RECORDS PROVIDED
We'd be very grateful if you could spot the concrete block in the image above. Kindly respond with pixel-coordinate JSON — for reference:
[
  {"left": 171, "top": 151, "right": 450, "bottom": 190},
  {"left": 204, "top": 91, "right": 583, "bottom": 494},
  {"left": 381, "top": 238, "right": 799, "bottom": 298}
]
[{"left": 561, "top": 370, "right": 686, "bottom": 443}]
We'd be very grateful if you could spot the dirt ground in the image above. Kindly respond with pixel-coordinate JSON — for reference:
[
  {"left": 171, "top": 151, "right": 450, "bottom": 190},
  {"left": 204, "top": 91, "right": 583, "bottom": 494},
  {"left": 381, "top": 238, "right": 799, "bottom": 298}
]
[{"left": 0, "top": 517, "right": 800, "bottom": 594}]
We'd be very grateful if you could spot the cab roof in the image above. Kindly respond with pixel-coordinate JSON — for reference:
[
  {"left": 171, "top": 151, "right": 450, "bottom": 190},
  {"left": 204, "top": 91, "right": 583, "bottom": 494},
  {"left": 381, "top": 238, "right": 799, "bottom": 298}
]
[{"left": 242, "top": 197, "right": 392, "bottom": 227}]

INSTRUCTIONS TO FOLLOW
Render every line of the material above as a JSON array of strings, one string per line, leaving out any blank lines.

RESULT FOR THIS EXERCISE
[
  "We'd be very grateful if you could spot the concrete block in the image above. Kindly respond with pixel-coordinate JSON — for reference:",
  "[",
  "  {\"left\": 171, \"top\": 151, \"right\": 450, \"bottom\": 190},",
  "  {\"left\": 204, \"top\": 91, \"right\": 583, \"bottom\": 494},",
  "  {\"left\": 381, \"top\": 238, \"right\": 799, \"bottom\": 298}",
  "]",
  "[{\"left\": 561, \"top\": 370, \"right\": 686, \"bottom\": 443}]",
  "We'd be very grateful if you could spot the dirt ground in the image above. Kindly respond with pixel-coordinate JSON — for reference:",
  "[",
  "  {\"left\": 171, \"top\": 151, \"right\": 450, \"bottom\": 190},",
  "  {\"left\": 204, \"top\": 91, \"right\": 583, \"bottom\": 494},",
  "  {\"left\": 381, \"top\": 238, \"right\": 799, \"bottom\": 298}",
  "]",
  "[{\"left\": 0, \"top\": 517, \"right\": 800, \"bottom\": 594}]",
  "We'd be very grateful if you could spot the cab roof in the image above. Kindly respond with pixel-coordinate JSON — for reference:",
  "[",
  "  {\"left\": 171, \"top\": 151, \"right\": 450, \"bottom\": 190},",
  "  {\"left\": 204, \"top\": 91, \"right\": 583, \"bottom\": 494},",
  "  {\"left\": 381, \"top\": 238, \"right\": 799, \"bottom\": 298}",
  "]",
  "[{\"left\": 242, \"top\": 197, \"right\": 392, \"bottom\": 227}]"
]